Pointing and labeling entries:
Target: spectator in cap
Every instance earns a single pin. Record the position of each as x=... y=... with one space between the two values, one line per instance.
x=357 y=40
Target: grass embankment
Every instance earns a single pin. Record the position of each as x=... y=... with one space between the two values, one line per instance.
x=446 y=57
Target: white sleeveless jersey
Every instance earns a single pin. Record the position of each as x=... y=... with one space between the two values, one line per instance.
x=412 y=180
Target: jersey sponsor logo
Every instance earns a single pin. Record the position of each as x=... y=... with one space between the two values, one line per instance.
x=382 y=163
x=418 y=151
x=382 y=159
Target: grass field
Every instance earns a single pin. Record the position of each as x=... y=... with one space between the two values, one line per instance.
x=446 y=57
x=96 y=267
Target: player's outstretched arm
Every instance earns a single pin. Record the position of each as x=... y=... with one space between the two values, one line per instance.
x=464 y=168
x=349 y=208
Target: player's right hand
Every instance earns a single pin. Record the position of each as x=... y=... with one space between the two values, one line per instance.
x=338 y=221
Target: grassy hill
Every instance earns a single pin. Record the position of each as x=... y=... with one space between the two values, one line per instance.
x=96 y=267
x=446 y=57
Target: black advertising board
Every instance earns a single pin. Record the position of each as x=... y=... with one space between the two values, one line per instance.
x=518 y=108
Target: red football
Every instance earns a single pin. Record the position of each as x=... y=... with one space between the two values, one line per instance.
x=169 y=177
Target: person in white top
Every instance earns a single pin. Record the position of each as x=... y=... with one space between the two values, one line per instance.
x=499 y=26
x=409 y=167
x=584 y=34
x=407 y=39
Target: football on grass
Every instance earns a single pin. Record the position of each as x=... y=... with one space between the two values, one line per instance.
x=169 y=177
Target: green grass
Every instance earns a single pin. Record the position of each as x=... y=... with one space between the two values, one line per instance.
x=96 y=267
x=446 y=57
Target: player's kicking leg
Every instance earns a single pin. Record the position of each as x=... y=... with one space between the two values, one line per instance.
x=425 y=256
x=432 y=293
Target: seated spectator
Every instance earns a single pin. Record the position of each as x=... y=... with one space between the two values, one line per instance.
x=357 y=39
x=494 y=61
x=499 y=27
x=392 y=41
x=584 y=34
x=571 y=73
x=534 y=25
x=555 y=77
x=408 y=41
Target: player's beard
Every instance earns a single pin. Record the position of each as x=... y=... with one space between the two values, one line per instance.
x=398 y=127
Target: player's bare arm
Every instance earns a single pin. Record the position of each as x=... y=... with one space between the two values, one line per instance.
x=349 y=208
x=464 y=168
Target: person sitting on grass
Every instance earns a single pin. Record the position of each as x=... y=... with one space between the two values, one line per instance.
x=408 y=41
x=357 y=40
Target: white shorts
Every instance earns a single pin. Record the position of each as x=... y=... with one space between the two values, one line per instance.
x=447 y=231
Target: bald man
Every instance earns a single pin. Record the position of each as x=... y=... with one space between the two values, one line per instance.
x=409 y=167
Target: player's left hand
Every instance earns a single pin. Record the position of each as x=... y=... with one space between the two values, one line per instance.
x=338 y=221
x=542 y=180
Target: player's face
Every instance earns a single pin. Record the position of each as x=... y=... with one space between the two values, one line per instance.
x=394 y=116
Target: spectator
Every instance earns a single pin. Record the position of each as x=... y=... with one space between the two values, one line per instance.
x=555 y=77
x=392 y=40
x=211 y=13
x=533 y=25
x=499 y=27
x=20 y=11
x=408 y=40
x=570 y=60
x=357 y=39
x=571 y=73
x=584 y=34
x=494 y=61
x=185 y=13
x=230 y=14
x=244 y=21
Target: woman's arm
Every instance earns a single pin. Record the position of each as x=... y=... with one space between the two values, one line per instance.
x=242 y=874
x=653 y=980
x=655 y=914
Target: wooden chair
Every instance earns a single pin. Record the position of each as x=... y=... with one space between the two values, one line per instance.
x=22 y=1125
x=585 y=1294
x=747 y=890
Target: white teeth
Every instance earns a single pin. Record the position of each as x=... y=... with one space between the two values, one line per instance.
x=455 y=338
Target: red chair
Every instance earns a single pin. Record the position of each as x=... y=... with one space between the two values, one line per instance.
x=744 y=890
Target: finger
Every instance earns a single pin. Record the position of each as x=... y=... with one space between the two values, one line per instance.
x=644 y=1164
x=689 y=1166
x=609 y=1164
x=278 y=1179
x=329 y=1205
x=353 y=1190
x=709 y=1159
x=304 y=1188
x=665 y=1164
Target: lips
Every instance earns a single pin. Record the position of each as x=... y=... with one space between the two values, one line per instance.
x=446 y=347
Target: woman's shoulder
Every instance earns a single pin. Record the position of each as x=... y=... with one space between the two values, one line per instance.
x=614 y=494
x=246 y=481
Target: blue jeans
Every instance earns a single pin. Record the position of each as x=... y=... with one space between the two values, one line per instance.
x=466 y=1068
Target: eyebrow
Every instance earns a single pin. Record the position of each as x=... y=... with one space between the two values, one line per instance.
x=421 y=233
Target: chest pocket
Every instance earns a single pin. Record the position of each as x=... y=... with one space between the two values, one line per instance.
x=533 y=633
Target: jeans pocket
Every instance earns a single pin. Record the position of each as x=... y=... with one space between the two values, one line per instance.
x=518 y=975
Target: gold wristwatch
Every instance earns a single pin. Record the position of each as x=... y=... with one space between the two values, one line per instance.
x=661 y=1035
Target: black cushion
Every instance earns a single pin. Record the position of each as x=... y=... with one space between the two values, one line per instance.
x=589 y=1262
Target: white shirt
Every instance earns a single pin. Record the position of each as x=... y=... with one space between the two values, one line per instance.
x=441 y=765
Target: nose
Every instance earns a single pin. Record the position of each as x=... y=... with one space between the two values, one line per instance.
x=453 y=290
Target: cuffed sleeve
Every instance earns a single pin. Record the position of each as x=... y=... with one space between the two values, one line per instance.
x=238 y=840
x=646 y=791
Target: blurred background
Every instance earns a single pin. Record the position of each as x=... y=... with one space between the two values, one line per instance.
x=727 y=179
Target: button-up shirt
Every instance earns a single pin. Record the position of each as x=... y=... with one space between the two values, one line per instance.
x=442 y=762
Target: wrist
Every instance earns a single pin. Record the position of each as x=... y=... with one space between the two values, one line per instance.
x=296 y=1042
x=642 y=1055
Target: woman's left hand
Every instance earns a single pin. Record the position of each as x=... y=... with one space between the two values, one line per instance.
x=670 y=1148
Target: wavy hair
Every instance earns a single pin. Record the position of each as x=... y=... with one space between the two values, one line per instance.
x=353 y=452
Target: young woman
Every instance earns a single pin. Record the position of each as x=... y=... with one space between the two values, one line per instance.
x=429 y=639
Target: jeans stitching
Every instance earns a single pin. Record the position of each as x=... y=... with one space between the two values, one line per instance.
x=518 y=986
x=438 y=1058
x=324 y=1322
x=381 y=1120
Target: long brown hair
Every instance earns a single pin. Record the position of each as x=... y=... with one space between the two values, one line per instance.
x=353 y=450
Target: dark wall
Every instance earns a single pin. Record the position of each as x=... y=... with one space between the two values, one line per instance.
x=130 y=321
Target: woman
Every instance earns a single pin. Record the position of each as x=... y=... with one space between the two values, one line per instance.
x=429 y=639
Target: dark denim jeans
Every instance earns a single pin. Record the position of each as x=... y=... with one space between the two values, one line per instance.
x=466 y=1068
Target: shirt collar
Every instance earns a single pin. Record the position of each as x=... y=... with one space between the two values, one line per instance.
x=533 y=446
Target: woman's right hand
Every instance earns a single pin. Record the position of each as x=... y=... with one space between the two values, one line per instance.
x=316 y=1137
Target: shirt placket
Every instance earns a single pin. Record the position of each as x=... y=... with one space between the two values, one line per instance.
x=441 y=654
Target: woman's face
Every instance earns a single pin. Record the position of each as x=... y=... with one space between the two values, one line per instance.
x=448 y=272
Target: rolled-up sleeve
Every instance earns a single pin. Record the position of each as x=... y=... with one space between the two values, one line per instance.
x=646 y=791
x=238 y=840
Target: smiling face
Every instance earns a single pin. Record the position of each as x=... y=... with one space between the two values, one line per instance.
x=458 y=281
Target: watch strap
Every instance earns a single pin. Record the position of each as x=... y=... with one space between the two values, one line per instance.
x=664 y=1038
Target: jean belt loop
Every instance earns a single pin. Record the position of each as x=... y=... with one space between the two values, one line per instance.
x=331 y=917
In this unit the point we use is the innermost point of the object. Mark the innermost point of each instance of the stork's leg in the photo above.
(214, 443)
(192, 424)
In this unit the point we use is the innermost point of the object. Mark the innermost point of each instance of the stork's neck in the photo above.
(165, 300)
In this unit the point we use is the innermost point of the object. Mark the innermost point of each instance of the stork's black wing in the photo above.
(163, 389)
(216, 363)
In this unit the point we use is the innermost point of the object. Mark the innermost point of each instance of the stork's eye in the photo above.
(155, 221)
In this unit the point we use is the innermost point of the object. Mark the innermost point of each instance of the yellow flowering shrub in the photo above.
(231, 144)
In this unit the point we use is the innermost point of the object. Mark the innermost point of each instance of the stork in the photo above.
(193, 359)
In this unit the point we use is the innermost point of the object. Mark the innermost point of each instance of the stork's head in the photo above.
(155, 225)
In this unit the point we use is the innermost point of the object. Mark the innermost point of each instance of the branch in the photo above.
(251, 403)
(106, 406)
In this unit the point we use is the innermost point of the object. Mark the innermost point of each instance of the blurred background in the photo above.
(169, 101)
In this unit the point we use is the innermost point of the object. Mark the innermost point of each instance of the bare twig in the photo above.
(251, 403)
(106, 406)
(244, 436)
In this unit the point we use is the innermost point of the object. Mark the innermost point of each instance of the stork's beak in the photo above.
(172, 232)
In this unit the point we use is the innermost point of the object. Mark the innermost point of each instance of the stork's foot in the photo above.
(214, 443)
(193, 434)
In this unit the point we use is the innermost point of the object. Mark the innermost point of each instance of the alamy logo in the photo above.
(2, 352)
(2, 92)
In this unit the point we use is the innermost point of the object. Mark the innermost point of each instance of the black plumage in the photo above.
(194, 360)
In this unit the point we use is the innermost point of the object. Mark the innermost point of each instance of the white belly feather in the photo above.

— What is expected —
Beginning with the line that contains "stork in the photo above.", repeat every line through the end of the records and nothing more.

— Answer to the exercise —
In this unit the point we use is the innermost point of the object. Mark the innermost point of each instance of the stork in the photo above.
(193, 359)
In this unit the point we use is the innermost point of the object. Mark the innermost point of each instance of the stork's head in the photo above.
(155, 225)
In this unit the point we use is the innermost point of the object. Mark the innermost point of each instance of the branch in the photo above.
(251, 403)
(106, 406)
In this unit the point we use is the innermost point of the object. Mark the innermost point of each instance of the blurred background in the photo above.
(169, 101)
In this unit the point we use is the innermost point of the object. Mark the innermost point of each instance of the bare twig in the photo above.
(251, 403)
(106, 406)
(244, 436)
In this unit the point we use is the innermost point of the object. Mark the innermost point of each instance of the stork's beak in the photo above.
(172, 232)
In this unit the point we use is the innermost point of the object. Mark the innermost point of each instance of the stork's foot in the photo above.
(214, 443)
(193, 434)
In this unit the point we use is the innermost point of the object. Mark the innermost point of each instance of the alamy logo in the photo above.
(2, 352)
(2, 92)
In this unit the point we use is the innermost point of the object. Mark the innermost point of each instance of the black plumage in the photo above.
(194, 360)
In this unit the point we use is the innermost point of the object. Mark the innermost point of each instance of the white belly feather in the photo above.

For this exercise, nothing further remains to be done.